**Task brief**
Reproduce the passage of the text on deskilling word for word, starting with "As defined in" and going on through "and English proficiency.".
Text provided section start
Deskilling is a double jeopardy for countries of origin and destination. It represents losses for countries of destination because the skills and talents of their foreign migrant workers are not fully utilized and, at the same time, origin countries lose a significant number of their skilled workers.

An analytical review conducted by Dr. Sheila Siar, PIDS Director for Research Information, underscores the difficulties faced by migrants when it comes to finding job in the host country and accentuates the role of governments to mitigate the negative impacts of deskilling.

As defined in the study, `deskilling` means to be deployed to positions lower that the migrants` educational attainment, training, or experience, owing to the nonrecognition of their overseas qualifications and the bias for education acquired in the host country, local experience, cultural know-how, and English proficiency.

Many traditional immigration countries such as the United States, Canada, Australia, and New Zealand give strong preference to migrant workers with higher education, skills, and professional training that they can transfer to their countries. However, it is not unusual for migrants to be relegated to lower status and lower paying jobs. Certain professions like medicine, nursing, law, and teaching also require overseas-educated migrants to undergo a `bridging` course or a supervised training and even work as an intern (in the case of doctors), and pass a licensing examination. These requirements may take a few months or some years to complete.
Text provided section end
Dataset entries section start
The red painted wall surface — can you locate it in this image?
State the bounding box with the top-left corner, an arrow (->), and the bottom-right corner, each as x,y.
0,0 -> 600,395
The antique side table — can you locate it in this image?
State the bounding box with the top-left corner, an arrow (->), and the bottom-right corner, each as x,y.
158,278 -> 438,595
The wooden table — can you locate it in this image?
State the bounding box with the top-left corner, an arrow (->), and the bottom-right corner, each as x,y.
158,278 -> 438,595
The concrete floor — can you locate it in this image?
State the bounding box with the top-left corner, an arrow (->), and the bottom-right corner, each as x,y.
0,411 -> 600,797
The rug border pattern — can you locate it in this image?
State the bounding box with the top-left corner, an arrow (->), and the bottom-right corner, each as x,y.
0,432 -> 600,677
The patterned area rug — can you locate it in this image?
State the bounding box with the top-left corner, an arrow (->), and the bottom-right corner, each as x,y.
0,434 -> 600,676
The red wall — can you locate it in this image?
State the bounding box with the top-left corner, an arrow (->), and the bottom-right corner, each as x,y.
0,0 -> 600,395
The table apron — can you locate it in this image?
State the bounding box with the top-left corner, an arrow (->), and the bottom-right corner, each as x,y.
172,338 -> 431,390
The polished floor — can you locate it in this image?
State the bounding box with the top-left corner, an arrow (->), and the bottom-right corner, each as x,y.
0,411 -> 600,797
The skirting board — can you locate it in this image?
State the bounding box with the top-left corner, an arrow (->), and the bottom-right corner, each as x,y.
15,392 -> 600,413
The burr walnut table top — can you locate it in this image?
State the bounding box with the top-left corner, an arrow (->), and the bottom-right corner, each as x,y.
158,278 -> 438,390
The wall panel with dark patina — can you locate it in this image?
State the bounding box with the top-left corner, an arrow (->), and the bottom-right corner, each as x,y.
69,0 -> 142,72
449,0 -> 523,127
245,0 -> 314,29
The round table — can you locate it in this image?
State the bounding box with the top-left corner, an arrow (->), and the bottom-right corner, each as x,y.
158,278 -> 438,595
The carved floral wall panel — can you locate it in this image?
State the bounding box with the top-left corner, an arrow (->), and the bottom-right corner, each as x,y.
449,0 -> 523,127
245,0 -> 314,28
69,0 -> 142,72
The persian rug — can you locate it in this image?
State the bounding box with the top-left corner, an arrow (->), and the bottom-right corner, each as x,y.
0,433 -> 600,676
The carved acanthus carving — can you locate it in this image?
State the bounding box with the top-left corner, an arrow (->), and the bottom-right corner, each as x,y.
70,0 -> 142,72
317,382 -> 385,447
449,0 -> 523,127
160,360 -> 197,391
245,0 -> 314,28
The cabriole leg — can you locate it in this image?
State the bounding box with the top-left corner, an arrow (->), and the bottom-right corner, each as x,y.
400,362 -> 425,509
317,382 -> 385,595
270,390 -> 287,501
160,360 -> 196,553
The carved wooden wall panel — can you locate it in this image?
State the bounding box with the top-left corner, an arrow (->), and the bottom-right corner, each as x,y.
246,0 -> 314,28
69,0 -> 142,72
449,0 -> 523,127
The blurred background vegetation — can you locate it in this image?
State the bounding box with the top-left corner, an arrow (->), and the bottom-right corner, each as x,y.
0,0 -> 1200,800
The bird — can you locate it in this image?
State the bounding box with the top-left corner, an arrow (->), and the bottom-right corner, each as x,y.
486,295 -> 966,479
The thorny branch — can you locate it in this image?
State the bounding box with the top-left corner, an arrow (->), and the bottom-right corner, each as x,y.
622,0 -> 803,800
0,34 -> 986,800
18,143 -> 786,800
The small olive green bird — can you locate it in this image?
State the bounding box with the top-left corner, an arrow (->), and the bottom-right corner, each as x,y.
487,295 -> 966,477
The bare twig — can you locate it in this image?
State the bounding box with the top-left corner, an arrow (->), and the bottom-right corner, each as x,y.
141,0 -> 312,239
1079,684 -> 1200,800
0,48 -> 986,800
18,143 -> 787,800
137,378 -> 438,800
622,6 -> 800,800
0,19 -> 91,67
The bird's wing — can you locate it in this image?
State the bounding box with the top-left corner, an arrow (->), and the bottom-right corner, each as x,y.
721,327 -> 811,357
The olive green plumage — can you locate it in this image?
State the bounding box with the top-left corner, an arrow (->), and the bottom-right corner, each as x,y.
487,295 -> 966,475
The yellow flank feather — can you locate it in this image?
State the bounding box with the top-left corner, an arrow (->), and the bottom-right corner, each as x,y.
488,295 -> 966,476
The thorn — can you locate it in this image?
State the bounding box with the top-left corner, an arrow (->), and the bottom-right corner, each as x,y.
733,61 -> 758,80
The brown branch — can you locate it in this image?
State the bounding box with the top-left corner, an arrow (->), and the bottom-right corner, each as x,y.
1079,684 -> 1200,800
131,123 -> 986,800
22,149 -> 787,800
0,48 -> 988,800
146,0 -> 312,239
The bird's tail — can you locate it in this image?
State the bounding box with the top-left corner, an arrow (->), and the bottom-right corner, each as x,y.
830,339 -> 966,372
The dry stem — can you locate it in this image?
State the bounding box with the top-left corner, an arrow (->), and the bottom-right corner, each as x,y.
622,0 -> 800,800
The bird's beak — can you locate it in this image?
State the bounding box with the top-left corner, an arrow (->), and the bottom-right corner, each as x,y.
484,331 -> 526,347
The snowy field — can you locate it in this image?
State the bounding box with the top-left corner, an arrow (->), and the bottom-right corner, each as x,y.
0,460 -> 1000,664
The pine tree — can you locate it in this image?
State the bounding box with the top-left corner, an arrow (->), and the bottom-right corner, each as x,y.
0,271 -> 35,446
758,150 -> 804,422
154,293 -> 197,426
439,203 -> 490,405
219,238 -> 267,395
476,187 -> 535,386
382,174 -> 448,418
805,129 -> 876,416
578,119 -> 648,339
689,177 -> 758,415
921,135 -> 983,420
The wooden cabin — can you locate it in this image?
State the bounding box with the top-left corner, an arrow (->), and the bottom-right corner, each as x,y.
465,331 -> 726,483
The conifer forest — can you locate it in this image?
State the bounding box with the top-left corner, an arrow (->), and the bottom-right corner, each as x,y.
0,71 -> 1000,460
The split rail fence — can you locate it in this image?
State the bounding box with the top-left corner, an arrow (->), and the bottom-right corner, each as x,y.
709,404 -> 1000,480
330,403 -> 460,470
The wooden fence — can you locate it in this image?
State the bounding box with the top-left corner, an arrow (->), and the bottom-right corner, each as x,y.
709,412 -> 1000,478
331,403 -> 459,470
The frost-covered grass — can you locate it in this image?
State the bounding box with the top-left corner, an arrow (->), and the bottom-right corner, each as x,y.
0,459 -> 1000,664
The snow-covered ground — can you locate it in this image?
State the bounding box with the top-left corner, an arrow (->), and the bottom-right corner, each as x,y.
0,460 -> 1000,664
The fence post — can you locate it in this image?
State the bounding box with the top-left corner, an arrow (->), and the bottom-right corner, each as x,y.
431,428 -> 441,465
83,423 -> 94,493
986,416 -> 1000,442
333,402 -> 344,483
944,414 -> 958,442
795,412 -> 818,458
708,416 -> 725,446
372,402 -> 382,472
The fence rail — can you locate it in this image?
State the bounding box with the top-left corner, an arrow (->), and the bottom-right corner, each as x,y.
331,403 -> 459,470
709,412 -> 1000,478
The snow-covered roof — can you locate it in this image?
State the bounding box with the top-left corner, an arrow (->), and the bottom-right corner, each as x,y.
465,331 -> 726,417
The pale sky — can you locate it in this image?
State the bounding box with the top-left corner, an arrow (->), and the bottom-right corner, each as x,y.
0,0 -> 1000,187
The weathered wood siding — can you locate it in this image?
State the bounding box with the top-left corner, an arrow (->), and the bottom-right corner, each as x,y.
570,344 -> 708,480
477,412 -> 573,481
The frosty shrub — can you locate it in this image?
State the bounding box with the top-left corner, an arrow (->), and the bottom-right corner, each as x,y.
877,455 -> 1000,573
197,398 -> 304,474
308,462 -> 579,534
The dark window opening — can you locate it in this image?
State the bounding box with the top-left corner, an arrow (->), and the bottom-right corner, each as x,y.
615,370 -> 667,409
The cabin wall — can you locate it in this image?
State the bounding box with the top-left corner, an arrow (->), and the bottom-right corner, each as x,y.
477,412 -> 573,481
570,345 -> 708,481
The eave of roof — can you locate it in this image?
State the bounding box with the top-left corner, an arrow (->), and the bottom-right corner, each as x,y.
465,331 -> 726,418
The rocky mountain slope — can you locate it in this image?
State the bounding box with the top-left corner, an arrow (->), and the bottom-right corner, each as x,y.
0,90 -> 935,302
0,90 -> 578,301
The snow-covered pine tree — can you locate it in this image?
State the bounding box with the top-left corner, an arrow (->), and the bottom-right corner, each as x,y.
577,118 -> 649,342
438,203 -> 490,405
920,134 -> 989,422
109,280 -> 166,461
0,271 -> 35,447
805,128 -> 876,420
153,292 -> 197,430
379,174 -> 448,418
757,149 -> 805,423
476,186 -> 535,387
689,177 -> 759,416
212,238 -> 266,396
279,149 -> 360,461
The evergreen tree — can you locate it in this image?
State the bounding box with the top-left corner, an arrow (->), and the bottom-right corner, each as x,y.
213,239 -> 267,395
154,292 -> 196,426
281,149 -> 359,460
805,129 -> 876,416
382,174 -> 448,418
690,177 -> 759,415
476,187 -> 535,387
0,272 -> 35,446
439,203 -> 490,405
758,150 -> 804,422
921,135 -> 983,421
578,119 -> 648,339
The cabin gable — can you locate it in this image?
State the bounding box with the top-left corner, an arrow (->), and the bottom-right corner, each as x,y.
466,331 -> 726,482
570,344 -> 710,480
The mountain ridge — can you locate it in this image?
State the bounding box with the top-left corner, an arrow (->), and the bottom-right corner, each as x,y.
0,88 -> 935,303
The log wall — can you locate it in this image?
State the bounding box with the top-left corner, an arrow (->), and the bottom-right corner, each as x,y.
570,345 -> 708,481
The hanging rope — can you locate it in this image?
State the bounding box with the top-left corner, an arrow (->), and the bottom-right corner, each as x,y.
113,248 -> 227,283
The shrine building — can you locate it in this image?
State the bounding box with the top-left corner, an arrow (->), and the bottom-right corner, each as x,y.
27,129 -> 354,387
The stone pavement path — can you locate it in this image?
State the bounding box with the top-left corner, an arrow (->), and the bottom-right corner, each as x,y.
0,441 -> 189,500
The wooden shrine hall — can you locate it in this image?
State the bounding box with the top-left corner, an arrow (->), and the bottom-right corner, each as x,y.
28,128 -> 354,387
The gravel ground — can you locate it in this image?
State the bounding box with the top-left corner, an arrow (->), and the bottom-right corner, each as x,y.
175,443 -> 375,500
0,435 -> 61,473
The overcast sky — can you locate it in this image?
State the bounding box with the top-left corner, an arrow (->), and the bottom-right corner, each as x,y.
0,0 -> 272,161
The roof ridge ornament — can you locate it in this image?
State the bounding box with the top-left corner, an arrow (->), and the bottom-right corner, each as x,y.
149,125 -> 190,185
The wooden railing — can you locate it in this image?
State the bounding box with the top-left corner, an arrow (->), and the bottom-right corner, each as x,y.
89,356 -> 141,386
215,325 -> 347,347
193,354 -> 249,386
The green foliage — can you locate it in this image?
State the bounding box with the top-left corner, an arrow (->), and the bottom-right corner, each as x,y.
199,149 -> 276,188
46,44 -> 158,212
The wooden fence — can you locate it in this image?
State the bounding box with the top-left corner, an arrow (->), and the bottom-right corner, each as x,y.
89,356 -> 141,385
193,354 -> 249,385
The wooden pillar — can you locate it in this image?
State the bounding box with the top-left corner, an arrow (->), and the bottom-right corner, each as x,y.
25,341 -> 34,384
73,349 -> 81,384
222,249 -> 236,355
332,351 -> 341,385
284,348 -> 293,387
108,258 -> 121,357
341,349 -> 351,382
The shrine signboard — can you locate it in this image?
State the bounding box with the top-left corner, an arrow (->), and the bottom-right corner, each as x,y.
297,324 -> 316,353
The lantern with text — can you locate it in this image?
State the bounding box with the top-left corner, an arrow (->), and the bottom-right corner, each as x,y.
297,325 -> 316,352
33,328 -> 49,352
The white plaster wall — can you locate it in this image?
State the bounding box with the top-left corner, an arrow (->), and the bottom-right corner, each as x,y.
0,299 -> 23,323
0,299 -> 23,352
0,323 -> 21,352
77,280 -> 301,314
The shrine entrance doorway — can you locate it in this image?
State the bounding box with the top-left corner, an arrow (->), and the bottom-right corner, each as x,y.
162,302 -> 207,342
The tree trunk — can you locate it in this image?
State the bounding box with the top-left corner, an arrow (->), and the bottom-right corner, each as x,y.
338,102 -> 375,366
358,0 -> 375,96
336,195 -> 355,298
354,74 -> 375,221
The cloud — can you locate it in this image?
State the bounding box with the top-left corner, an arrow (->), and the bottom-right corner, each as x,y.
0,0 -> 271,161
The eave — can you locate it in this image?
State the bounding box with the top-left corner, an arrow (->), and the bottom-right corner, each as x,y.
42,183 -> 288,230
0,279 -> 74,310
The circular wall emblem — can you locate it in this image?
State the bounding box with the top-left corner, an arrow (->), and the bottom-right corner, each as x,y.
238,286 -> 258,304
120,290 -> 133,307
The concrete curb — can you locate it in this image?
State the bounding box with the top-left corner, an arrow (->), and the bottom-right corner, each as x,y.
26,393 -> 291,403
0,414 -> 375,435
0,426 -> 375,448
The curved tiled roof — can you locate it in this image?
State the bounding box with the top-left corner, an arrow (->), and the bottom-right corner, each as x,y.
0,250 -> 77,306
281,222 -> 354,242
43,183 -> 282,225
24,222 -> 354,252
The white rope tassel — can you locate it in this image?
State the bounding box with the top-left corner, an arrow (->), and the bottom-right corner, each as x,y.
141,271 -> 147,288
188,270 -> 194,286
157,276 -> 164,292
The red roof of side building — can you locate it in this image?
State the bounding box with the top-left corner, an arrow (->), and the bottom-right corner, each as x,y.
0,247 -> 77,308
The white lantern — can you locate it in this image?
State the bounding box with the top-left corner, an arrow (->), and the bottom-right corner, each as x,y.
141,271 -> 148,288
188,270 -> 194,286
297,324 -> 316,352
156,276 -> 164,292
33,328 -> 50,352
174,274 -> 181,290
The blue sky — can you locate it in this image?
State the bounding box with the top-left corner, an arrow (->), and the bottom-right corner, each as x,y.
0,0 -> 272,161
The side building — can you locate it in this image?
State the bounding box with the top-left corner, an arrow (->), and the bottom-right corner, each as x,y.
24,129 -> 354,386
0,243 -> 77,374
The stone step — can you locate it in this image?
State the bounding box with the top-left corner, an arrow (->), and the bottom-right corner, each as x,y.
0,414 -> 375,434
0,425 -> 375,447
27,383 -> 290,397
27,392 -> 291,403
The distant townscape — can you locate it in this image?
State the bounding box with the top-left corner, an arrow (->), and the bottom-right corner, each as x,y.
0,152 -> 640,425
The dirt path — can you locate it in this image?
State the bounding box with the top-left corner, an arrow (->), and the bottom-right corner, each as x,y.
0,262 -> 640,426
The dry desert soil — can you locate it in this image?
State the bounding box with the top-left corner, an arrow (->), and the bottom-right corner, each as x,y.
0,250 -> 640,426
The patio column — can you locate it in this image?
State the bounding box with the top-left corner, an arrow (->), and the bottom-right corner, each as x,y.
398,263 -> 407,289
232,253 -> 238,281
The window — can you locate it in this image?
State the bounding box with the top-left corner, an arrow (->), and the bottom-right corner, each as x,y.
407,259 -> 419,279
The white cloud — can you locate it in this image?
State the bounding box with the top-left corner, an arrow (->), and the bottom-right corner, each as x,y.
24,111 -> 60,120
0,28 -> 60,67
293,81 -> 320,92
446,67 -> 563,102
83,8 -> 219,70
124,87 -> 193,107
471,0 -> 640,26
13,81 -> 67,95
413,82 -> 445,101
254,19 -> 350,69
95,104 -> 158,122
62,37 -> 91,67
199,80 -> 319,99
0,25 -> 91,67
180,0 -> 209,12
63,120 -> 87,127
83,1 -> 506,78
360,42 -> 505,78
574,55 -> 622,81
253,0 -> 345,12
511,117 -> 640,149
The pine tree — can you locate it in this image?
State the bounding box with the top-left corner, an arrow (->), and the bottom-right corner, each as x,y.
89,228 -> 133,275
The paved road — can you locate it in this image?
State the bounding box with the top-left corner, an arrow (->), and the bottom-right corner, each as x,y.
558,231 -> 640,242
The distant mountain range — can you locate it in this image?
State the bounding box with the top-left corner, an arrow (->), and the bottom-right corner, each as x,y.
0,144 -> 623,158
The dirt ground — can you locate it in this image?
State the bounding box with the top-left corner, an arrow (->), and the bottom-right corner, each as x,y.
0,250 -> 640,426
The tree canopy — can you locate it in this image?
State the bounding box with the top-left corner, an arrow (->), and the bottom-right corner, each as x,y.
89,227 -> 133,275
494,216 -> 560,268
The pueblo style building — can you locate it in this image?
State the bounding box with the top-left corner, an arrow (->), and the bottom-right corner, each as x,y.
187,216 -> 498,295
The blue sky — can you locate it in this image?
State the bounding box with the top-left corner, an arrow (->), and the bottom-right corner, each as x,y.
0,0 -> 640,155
Dataset entries section end
**Answer to this task**
As defined in the study, `deskilling` means to be deployed to positions lower that the migrants` educational attainment, training, or experience, owing to the nonrecognition of their overseas qualifications and the bias for education acquired in the host country, local experience, cultural know-how, and English proficiency.